◆ Short exercise ◆
Please copy out the lines below word for word, but leave out the pictures.

## Start Rows

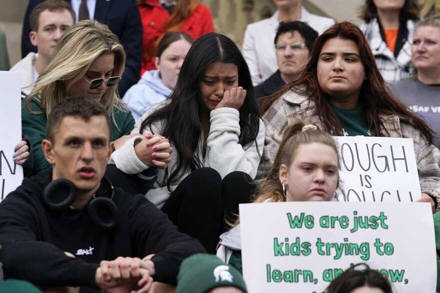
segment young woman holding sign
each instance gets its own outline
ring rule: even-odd
[[[334,140],[314,125],[288,126],[254,203],[338,200],[339,155]],[[220,236],[217,256],[242,271],[240,225]]]
[[[336,23],[315,41],[300,78],[262,101],[266,141],[258,178],[275,158],[286,126],[296,118],[311,119],[338,136],[414,139],[422,198],[432,211],[440,202],[440,151],[428,124],[394,97],[386,85],[362,31]],[[265,105],[272,105],[265,107]]]

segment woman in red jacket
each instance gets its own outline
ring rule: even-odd
[[[209,8],[196,0],[137,0],[144,26],[140,75],[156,69],[158,45],[168,31],[180,30],[194,40],[214,31]]]

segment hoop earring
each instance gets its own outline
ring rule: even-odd
[[[281,181],[281,185],[282,186],[282,195],[284,196],[284,197],[287,198],[287,195],[288,194],[288,190],[286,191],[286,185],[284,185],[284,182]]]

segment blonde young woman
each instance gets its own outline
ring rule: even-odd
[[[329,201],[339,185],[339,155],[328,133],[300,120],[286,128],[254,203]],[[240,225],[220,236],[221,260],[242,271]]]
[[[23,102],[22,131],[32,143],[32,174],[50,167],[40,146],[46,137],[48,116],[57,103],[68,97],[86,96],[105,106],[112,121],[112,140],[116,149],[128,139],[126,135],[133,129],[134,120],[115,86],[120,80],[125,61],[124,48],[106,25],[83,20],[66,31]]]

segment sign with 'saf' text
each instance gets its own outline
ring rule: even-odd
[[[394,292],[436,292],[427,203],[267,203],[241,204],[240,210],[250,293],[322,293],[360,263],[378,270]]]
[[[23,169],[12,158],[22,140],[20,73],[0,71],[0,202],[22,184]]]
[[[338,136],[340,201],[414,202],[421,197],[412,138]]]

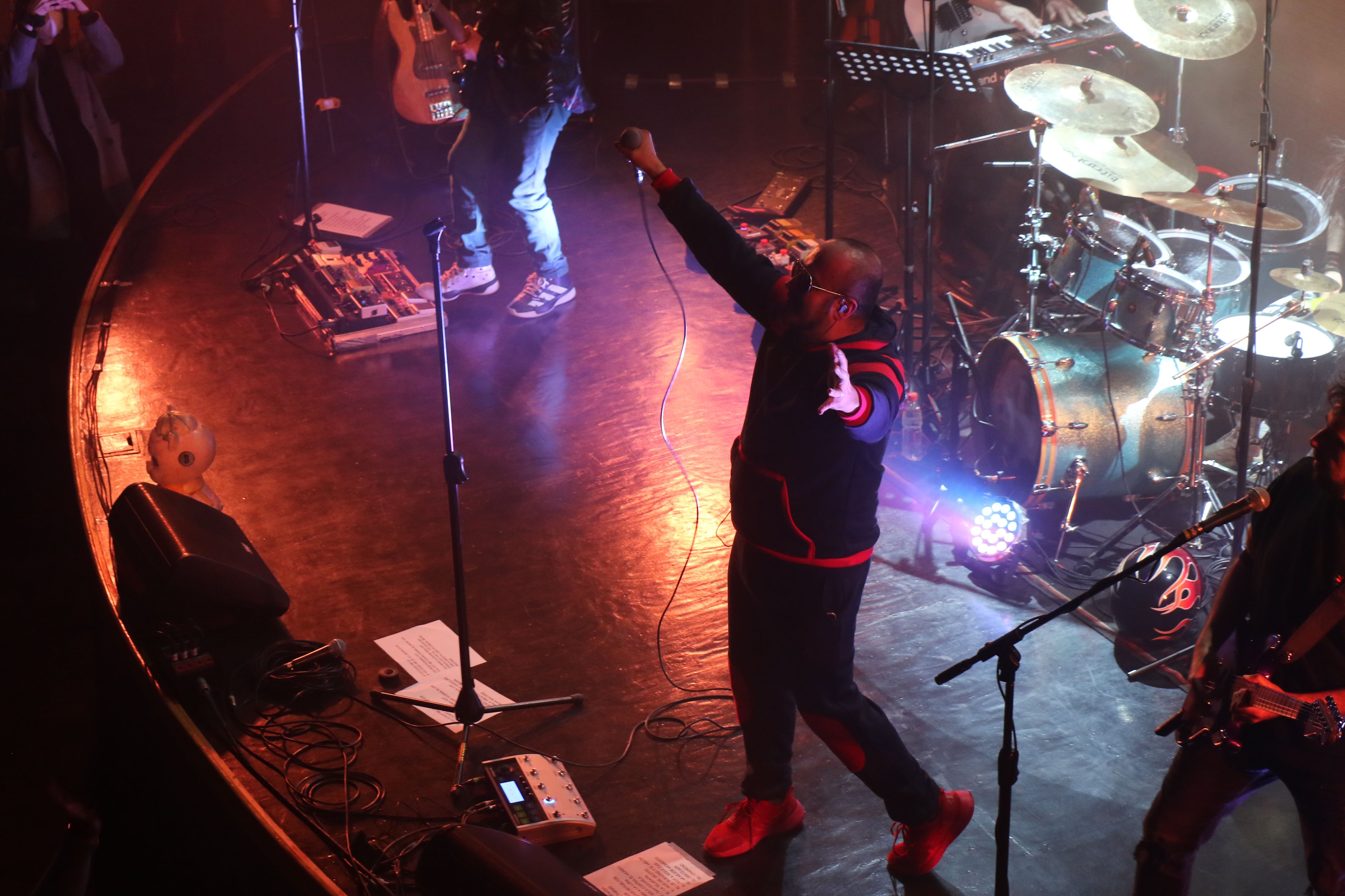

## End Rows

◆ Exercise answer ◆
segment young woman holding sign
each instance gets its own outline
ring rule: even-odd
[[[334,140],[314,125],[288,126],[254,203],[338,200],[339,155]],[[220,236],[217,256],[242,271],[240,225]]]
[[[336,23],[315,41],[300,78],[262,101],[266,141],[258,178],[275,158],[286,126],[296,118],[311,119],[338,136],[414,139],[422,198],[432,211],[440,202],[440,151],[428,124],[394,97],[386,85],[362,31]],[[265,105],[272,105],[265,107]]]

segment woman in red jacket
each instance gets its own outline
ring rule: even-odd
[[[209,8],[196,0],[137,0],[144,26],[140,75],[156,69],[158,45],[168,31],[180,30],[194,40],[214,31]]]

segment hoop earring
each instance gets its own outline
ring rule: even-odd
[[[281,181],[281,185],[282,186],[282,195],[284,196],[284,197],[287,198],[287,195],[288,194],[288,190],[286,191],[286,185],[284,185],[284,182]]]

segment blonde young woman
each instance gets its own outline
ring rule: even-odd
[[[329,201],[339,185],[339,155],[328,133],[300,120],[286,128],[254,203]],[[240,225],[220,236],[221,260],[242,271]]]
[[[23,102],[22,131],[32,143],[32,174],[50,167],[40,146],[46,137],[48,116],[57,103],[68,97],[86,96],[105,106],[112,121],[112,140],[116,149],[128,139],[126,135],[133,129],[134,120],[115,86],[120,80],[125,61],[124,48],[106,25],[83,20],[66,31]]]

segment sign with 'saf' text
each instance gets its own outline
ring rule: even-odd
[[[394,292],[436,292],[427,203],[267,203],[241,204],[240,210],[250,293],[322,293],[360,263],[378,270]]]
[[[23,169],[12,158],[22,140],[20,73],[0,71],[0,202],[22,184]]]
[[[338,136],[340,201],[414,202],[421,197],[412,138]]]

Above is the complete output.